__Metin Bloğu__:
========================================================================

Bu makaleye konu olan mektup, Osmanlı Arşivi Bâb-ı Âsafî Mektûbî Kalemi evrakı arasındadır. Erzurum Gümrükçüsü Mehmed Esad Ağa’dan Halil Ağa’ya gönderilen (1213/1798) tarihli bu mektubun içeriği, Türk İdare Tarihi’ne oldukça farklı bir katkı sağlayacak türdendir. Burada, eski bir üst dereceli memurun dilinden farmasonlar adıyla tarif edilen bir grubun varlığına işaret edilmektedir. Osmanlı arşiv belgeleri arasında farmason kelimesine yer verilen en eski tarihli belgenin, şimdilik kaydıyla birlikte, bu belge olduğu tesbit edilebilir. Aynı mektupta yine üst dereceli bazı idarecilerin suçlandığı satırlar, siyasî tanımlar ve doğal konuşma üslûbuyla kaleme alınan düşünceler, bir makale konusu olarak incelenmeyi gerektirecek değerdedir.

 Gümrükçü Mehmed Esad Ağa Kimdir?
 Mehmed Esad Ağa′nın nereli ve kimin oğlu olduğuna dair esaslı bir bilgi yoktur. Kendisinin kapıcıbaşı unvanı yanında kardeşi Mehmed Said Ağa′nın da Üçüncü Selim’in rikâbdârı[1] oluşu babalarının önemli bir Osmanlı şahsiyeti olduğunu akla getirmektedir. Cizye Muhasebecisi Mehmed Emin Efendi dayılarıdır.[2] Hatice bint-i Abdullâh′ın (2 Receb 1213/10 Aralık 1798) tarihli “Hâlâ Rikâbdâr-ı Şehriyâri Mehmed Said Ağa′nın hemşîresi Nâile bint-i İbrahim′in vefatıyla mahlûl kalan İstanbul Gümrüğüne havâle Mîzân-ı Harîr-i Bursa mukāta‘asından bir sehmin kendisine devrini istediği” arzuhalinden anladığımıza göre kız kardeşleri Nâile Hanım, babalarının adı İbrahim'dir.
Esad Ağa Erzurum Gümrük Eminliği′nde bulunmuş ve “Gümrükçü” lakabıyla tanınmış bir şahsiyettir. Erzurum Gümrük Emaneti′ni veya Maden-i Hümayun Eminliği′ni deruhte edenlerden bazılarına daha sonraki görevlerinde Şark Seraskerliği ve Erzurum Valiliğinin (Veysizade Emin Paşa), Sadaret makamının (Yusuf Ziya Paşa) tevcih edildiği bilinmektedir. Bazı paşaların da Gümrükçü lakabı ile anılması (Osman Paşa, Hüseyin Paşa) bu görevin önemini tebarüz ettirir.

========================================================================

__Görevler__:
- a) Gümrükçü Mehmed Esad Ağa'yı anlatan metne göre Esad Ağa'nın dayısı kimdir?
- b) Gümrükçü Mehmed Esad Ağa'nın mektubunu konu alan metni, son cümlesinden sonrasını yazarak sürdürünüz.
Kayıtlar, metin bloğundan bağımsız, ayrı bir malzemedir.

========================================================================

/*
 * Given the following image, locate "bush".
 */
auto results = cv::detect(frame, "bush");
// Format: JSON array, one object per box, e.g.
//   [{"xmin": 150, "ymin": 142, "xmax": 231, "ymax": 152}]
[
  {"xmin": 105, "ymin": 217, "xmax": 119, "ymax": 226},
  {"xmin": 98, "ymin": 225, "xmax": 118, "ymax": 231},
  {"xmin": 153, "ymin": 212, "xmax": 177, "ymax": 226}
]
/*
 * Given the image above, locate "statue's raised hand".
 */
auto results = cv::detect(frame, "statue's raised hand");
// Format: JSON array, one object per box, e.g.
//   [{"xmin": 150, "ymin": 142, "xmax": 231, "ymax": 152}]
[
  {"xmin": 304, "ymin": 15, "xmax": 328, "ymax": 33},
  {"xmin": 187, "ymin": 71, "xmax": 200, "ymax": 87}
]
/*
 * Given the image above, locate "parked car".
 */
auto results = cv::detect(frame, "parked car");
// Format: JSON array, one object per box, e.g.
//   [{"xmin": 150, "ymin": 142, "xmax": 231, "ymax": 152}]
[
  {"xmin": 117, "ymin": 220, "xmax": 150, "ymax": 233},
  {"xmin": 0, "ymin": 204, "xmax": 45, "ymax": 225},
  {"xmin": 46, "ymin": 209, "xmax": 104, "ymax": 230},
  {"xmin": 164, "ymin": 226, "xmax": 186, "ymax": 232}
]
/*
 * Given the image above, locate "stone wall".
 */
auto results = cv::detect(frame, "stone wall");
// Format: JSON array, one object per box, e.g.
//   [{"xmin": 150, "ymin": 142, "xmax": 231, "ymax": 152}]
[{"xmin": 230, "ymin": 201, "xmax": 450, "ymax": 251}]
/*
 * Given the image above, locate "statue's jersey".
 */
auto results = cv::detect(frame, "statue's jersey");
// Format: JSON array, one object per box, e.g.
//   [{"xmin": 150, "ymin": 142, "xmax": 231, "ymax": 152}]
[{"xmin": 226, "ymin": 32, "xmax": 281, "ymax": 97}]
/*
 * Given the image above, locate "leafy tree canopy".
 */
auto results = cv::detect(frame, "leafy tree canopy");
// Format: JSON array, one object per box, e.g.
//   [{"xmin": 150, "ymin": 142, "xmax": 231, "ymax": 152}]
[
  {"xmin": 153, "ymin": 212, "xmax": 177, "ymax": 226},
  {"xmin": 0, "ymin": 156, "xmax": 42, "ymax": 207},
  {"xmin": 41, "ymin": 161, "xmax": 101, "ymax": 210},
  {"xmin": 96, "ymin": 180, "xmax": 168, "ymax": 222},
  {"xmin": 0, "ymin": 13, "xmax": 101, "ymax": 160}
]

========================================================================

__Yanıt Listesi__:
- a) Cizye Muhasebecisi Mehmed Emin Efendi.

- b)
Mehmed Esad Ağa, Gümüşhane Eminliği görevinde iken Erzurum Valisi Seyyid Ahmed Paşa[3] tarafından kendisine saygısızlıkta bulunduğu gerekçesi ile Padişah Üçüncü. Selim′e şikâyet edilmiştir. Padişahın kızkardeşi Hatice Sultan ile evli olan Seyyid Ahmed Paşa Üçüncü Selim′in güvendiği valilerden idi. Görevinden azledilerek sürgün cezası verilmesini talep eden şikâyeti muhtevi telhis, Sadaret Kaymakamı tarafından Padişaha sunulmuştur. Padişah Üçüncü Selim bu telhisin üzerine yazdığı Hatt-ı Hümayun′da “Kaymakam Paşa, Es‘ad′ın müfsid olduğunu aslından berü bilirim. Ne gûne te’dîbe müstahak ise öyle eylesin. Sadrazamın re’yine havâle eyledim, öyle yazasın. Karındaşı Sa‘îd Ağa hâlâ Rikâbdâr değildir. Bir iki mâh mukaddem çerâğ olmuşdur, yazasın. Tarafımdan gidecek hattı yazar sabâh tarafına irsâl ederim.”[4] demektedir.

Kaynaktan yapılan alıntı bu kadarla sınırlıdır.